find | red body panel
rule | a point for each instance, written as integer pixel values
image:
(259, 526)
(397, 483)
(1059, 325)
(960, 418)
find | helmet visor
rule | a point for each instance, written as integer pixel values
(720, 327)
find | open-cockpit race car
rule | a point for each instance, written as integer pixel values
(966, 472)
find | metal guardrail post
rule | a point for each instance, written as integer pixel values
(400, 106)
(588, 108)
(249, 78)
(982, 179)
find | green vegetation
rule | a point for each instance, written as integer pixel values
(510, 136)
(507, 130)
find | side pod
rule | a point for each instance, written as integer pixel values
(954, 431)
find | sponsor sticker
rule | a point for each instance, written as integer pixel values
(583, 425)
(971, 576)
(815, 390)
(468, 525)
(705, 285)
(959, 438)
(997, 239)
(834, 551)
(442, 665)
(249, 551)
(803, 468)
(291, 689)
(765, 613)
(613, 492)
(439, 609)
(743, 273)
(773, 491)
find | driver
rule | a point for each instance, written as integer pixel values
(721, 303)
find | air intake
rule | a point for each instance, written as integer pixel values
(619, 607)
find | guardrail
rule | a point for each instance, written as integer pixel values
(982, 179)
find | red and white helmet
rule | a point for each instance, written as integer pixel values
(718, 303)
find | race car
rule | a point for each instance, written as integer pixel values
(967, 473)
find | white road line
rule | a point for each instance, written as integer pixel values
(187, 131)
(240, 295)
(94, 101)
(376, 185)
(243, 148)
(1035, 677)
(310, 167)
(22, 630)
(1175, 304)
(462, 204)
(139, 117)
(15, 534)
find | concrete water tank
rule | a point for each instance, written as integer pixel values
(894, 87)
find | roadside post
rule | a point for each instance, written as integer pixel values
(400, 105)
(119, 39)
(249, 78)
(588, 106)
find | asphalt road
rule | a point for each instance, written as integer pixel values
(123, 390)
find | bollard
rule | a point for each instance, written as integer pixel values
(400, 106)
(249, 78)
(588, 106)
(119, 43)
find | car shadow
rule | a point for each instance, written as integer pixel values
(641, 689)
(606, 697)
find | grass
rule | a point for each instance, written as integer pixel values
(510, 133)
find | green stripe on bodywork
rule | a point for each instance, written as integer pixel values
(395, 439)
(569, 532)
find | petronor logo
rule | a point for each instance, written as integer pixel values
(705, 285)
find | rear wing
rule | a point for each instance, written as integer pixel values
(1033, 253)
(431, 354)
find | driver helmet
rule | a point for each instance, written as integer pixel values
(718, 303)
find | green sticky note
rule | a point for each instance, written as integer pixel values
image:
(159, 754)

* * *

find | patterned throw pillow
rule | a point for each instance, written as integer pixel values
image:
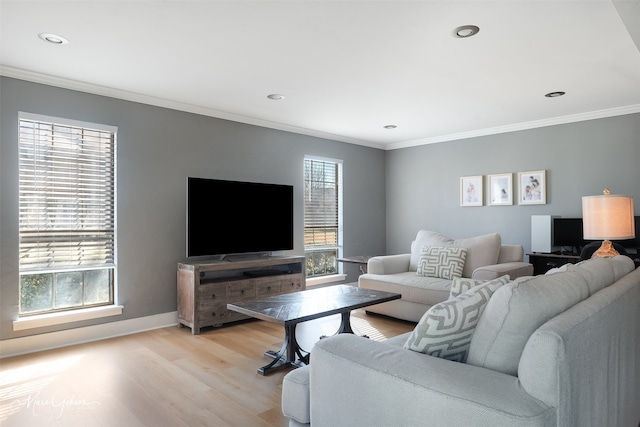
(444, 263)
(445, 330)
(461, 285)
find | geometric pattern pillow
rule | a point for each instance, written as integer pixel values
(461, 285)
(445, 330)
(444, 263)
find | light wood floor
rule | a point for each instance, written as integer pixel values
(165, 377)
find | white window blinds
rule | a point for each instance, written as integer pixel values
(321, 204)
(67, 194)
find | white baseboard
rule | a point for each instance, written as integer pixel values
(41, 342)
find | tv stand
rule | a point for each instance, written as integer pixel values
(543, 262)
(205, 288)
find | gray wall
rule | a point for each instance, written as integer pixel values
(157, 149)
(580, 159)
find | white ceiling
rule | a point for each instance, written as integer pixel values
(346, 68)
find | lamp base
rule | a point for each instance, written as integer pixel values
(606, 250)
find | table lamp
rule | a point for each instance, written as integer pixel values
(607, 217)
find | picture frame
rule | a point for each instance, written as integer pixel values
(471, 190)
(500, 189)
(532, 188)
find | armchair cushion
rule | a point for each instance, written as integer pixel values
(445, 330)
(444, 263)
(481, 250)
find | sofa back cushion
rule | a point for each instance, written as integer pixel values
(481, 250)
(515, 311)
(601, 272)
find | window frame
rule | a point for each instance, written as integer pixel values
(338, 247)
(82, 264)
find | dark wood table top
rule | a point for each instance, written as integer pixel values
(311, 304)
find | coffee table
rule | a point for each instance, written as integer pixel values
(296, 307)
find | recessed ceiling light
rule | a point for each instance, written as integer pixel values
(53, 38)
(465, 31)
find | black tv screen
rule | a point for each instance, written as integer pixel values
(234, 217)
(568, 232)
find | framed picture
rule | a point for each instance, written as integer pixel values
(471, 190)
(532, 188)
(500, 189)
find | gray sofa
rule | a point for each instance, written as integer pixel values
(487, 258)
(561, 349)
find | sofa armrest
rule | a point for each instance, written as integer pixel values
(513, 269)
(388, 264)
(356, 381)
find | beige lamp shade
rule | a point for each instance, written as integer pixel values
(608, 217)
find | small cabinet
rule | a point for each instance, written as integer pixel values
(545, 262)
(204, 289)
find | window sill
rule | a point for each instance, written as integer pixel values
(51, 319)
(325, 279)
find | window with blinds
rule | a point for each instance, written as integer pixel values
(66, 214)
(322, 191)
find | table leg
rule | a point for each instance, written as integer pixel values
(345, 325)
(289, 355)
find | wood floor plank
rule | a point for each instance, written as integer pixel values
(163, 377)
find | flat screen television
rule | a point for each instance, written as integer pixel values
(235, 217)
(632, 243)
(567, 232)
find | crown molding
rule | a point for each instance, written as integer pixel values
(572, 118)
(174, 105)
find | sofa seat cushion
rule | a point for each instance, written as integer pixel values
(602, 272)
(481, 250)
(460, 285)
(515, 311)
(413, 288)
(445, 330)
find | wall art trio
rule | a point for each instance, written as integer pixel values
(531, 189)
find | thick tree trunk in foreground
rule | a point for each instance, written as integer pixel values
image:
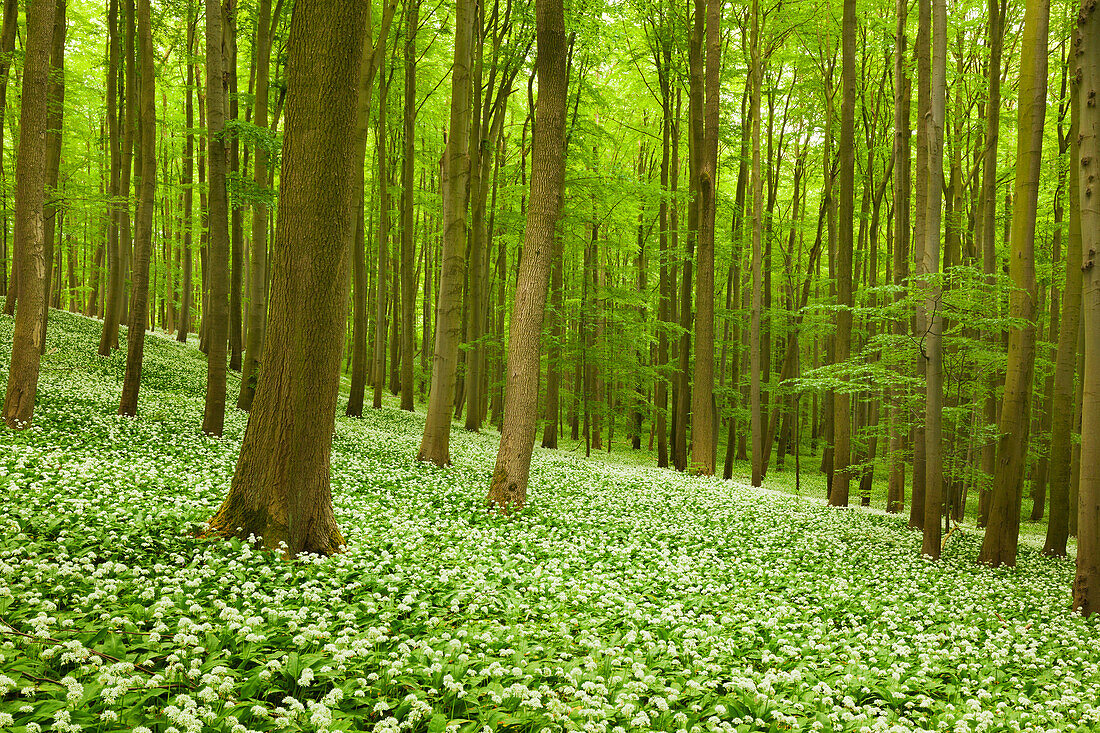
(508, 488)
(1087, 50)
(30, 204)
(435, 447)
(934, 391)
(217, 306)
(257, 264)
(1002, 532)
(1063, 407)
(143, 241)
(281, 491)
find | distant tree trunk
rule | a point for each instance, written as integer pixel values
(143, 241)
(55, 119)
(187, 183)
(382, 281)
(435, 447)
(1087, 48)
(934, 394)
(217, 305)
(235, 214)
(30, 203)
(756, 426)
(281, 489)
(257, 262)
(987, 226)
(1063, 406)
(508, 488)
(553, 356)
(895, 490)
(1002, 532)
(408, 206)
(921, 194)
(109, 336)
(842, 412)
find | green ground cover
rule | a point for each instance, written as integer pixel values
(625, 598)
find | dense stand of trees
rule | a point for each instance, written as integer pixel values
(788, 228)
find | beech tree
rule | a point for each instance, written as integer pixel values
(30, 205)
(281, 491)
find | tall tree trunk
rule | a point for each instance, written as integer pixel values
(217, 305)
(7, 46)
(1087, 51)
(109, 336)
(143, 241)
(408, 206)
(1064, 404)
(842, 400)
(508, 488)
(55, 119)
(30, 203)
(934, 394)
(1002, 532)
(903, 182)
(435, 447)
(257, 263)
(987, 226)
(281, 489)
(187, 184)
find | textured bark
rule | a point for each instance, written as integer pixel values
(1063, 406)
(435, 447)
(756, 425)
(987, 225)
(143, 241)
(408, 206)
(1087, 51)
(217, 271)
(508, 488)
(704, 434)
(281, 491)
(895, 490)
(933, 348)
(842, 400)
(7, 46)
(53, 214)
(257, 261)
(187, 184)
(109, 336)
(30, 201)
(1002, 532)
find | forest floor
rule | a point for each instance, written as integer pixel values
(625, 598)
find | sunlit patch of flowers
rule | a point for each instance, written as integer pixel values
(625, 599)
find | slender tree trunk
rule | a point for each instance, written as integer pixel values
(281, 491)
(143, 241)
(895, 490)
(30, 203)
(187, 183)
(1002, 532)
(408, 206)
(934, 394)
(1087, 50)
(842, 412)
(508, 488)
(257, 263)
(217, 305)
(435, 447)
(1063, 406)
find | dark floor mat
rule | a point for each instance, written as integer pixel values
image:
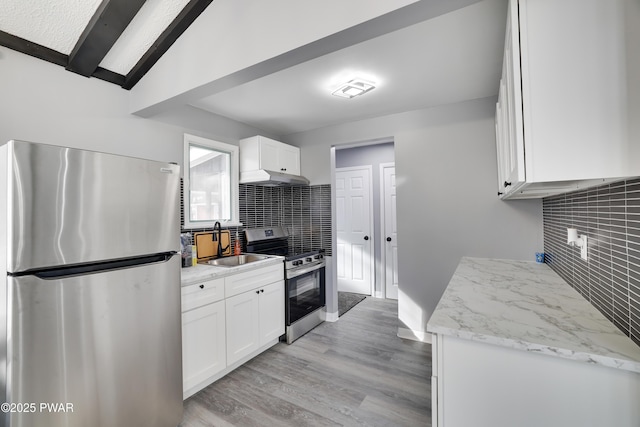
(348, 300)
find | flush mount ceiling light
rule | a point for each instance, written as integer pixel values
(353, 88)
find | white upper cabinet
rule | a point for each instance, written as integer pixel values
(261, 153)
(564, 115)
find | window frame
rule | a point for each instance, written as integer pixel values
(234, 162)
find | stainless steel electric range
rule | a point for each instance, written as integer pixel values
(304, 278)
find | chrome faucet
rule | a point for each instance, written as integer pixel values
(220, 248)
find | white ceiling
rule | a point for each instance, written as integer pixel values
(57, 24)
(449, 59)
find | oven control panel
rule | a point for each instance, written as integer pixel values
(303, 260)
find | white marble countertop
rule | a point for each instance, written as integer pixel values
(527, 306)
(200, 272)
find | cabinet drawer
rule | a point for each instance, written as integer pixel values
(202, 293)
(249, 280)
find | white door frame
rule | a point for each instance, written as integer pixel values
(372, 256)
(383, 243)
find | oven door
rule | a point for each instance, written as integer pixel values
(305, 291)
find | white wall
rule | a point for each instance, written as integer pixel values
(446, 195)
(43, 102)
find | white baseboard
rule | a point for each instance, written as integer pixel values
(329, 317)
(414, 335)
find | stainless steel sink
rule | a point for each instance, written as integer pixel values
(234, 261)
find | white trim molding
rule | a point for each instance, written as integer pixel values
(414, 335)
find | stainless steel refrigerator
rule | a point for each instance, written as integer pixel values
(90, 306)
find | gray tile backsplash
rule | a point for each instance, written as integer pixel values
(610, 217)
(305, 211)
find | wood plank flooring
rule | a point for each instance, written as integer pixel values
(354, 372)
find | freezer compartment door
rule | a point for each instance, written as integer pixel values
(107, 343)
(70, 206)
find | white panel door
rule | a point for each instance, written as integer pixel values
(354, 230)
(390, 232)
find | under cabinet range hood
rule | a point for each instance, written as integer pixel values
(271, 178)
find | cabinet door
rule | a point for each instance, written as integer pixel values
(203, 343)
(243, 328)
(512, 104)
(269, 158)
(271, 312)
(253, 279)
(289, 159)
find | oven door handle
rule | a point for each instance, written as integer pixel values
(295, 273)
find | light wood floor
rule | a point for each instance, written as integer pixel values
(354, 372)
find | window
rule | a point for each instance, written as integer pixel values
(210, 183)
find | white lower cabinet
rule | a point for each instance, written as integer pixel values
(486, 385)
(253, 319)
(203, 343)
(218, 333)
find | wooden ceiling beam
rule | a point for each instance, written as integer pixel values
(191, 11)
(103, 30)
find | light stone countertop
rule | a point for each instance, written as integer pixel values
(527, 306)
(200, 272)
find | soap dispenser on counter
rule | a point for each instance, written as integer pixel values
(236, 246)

▶ _Task to carry out_: Would you please repeat exactly the lines above, starting at the line with "find | red body panel" and stopping at the line with "find | grass", both included?

▶ _Answer section_:
find | red body panel
rule | a point for each instance, written as integer pixel values
image:
(259, 526)
(397, 483)
(1059, 325)
(960, 418)
find | helmet visor
rule | a point for each instance, written as integer pixel values
(720, 327)
find | open-cockpit race car
rule | a point for each instance, written as integer pixel values
(966, 472)
find | metal guardrail post
rule | a point for each instance, written as integer pixel values
(400, 106)
(588, 108)
(249, 78)
(982, 179)
find | green vegetation
rule | a point for each instance, written as integer pixel values
(510, 136)
(507, 130)
find | side pod
rule | a point for each instance, written as integer pixel values
(954, 431)
find | sponsor sticker
rule | a point for each instance, written as integer pixel values
(583, 425)
(971, 576)
(815, 390)
(468, 525)
(705, 285)
(959, 438)
(997, 239)
(834, 551)
(442, 665)
(249, 551)
(803, 468)
(291, 689)
(765, 613)
(613, 492)
(439, 609)
(743, 273)
(773, 491)
find | driver
rule | a point for each instance, written as integer pixel values
(721, 303)
find | air intake
rule | a point for each instance, written as integer pixel values
(619, 607)
find | guardrail
rule | a point for each instance, written as integer pixel values
(982, 179)
find | red and white helmet
rule | a point for each instance, written as integer pixel values
(718, 303)
find | race car
rule | a point for each instance, written as integer pixel values
(967, 473)
find | white road line
rule | a point for each instance, written as integer pixel values
(187, 131)
(240, 295)
(94, 101)
(376, 185)
(243, 148)
(1035, 677)
(310, 167)
(22, 630)
(1175, 304)
(462, 204)
(139, 117)
(15, 534)
find | concrete water tank
rule | a point for each instance, written as integer pixel values
(894, 87)
find | roadside post
rule | a point for each instance, written as integer pixel values
(400, 105)
(119, 39)
(249, 78)
(588, 106)
find | asphalt road
rule | a point for each instance, written as integer pixel values
(123, 390)
find | bollard
rule | a point for each instance, written as integer pixel values
(400, 106)
(249, 78)
(588, 106)
(119, 43)
find | car shadow
rule | a point for each instance, written as integer pixel values
(641, 689)
(606, 697)
find | grass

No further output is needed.